--- BEGIN DATA FOR THE TASK ---

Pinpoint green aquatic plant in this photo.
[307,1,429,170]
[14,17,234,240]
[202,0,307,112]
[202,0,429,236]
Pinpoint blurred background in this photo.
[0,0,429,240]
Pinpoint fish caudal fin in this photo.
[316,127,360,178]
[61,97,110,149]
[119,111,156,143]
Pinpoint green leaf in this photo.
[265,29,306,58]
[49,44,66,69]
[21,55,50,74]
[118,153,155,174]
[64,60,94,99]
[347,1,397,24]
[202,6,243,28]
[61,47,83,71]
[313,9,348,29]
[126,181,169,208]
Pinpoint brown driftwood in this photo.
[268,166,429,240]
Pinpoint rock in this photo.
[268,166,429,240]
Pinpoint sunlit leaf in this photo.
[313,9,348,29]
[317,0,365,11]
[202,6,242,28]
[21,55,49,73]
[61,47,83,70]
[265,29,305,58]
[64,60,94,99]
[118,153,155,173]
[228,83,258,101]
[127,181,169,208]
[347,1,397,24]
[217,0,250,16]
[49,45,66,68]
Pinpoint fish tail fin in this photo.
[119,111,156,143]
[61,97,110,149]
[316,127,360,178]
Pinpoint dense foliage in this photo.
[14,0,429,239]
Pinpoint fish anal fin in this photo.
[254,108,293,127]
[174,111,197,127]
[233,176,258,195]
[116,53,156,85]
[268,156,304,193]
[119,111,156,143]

--- END DATA FOR THE TASK ---

* GOAL
Reproduce every line of the listing above, leaving each request unchanged, and adjust every bounding-box coordinate by adding -134 to it.

* ANSWER IN FULL
Pinpoint green aquatic plant in this photo.
[173,-133,295,36]
[-120,-117,100,106]
[68,-134,173,-22]
[68,-134,295,102]
Pinpoint blurred background in this photo.
[-134,-134,295,106]
Pinpoint fish caudal fin in this photo.
[182,-7,226,44]
[-73,-37,-24,15]
[-15,-23,22,9]
Pinpoint green leaf in this photo.
[131,-105,172,-76]
[-85,-90,-68,-65]
[-113,-79,-84,-60]
[-16,19,21,40]
[-70,-74,-40,-35]
[213,-133,263,-110]
[68,-128,109,-106]
[-73,-87,-51,-63]
[179,-125,214,-105]
[-8,47,35,74]
Pinpoint brown driftwood in this photo.
[134,32,295,106]
Pinpoint rock in this photo.
[134,32,295,106]
Pinpoint sunlit leaf in this photo.
[179,-125,214,-105]
[183,-134,231,-123]
[68,-128,108,-106]
[-113,-79,-85,-61]
[-73,-87,-51,-64]
[131,-105,171,-76]
[-70,-74,-40,-35]
[-16,19,21,39]
[94,-51,124,-33]
[-7,47,35,74]
[213,-133,263,-110]
[83,-134,116,-118]
[-85,-89,-68,-66]
Pinpoint fish tail fin in this photo.
[-15,-23,22,9]
[-73,-37,-24,15]
[182,-7,226,44]
Pinpoint dense foliage in this photo.
[-120,-134,295,105]
Pinpoint fish anal fin in this photo.
[120,-26,159,-7]
[40,-23,63,-7]
[99,42,124,61]
[-18,-81,22,-49]
[134,22,170,59]
[-15,-23,22,9]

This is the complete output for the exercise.